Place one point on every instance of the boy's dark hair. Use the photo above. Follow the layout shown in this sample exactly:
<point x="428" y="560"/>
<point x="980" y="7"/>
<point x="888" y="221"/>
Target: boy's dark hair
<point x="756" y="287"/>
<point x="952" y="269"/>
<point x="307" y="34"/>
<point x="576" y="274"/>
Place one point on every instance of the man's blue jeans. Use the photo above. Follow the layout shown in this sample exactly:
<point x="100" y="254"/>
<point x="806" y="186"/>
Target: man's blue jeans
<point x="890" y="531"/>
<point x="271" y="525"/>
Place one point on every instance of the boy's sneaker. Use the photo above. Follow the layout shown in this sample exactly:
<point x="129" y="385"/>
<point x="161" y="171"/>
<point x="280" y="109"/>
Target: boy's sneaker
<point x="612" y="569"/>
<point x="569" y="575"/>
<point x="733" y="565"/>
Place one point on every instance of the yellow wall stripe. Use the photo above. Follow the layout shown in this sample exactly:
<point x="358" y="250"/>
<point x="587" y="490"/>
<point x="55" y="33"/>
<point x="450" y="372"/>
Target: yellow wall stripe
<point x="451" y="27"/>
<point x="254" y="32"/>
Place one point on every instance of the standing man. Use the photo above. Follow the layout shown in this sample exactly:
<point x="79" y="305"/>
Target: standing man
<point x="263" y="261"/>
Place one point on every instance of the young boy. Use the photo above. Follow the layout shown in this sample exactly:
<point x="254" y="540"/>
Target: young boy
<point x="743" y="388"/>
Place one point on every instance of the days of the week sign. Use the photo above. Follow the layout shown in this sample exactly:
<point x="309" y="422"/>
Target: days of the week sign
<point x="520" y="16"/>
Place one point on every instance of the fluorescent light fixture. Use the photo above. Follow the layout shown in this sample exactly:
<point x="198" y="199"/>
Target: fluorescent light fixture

|---|

» PROBLEM TO WORK ON
Only the lines from the one containing "Place one point on every instance of the boy's sneaker." to the end of the data should be printed, exactly as they stand.

» FINISHED EXERCISE
Place one point on every instance of the boy's sneaker. Use the photo above. Follow the layout shown in this sample exactly:
<point x="129" y="385"/>
<point x="161" y="171"/>
<point x="280" y="109"/>
Target: boy's sneaker
<point x="612" y="569"/>
<point x="569" y="575"/>
<point x="733" y="565"/>
Place one point on every instance of the yellow wall stripe. Use the photo above. Follow the layout shown in this sample exactly:
<point x="358" y="250"/>
<point x="587" y="490"/>
<point x="55" y="33"/>
<point x="450" y="372"/>
Target: yellow wall stripe
<point x="451" y="27"/>
<point x="254" y="32"/>
Place one point on every instance of the standing man. Use the photo above. Follow the layout shown in this sample exactly:
<point x="79" y="305"/>
Target: standing man
<point x="263" y="261"/>
Place one point on every instance of the young boy. Use the photo above. Follow the layout shown in this sample exactly:
<point x="254" y="540"/>
Target: young boy
<point x="743" y="388"/>
Place one point on every instance of the days of the week sign. Use the photo above. Follow the layout shown in this sample exactly:
<point x="309" y="422"/>
Target: days of the week sign
<point x="520" y="16"/>
Place one point on every instance of the fluorescent light fixture. Use the photo above. Follow the layout shown in this sample exactly:
<point x="198" y="199"/>
Target: fluorescent light fixture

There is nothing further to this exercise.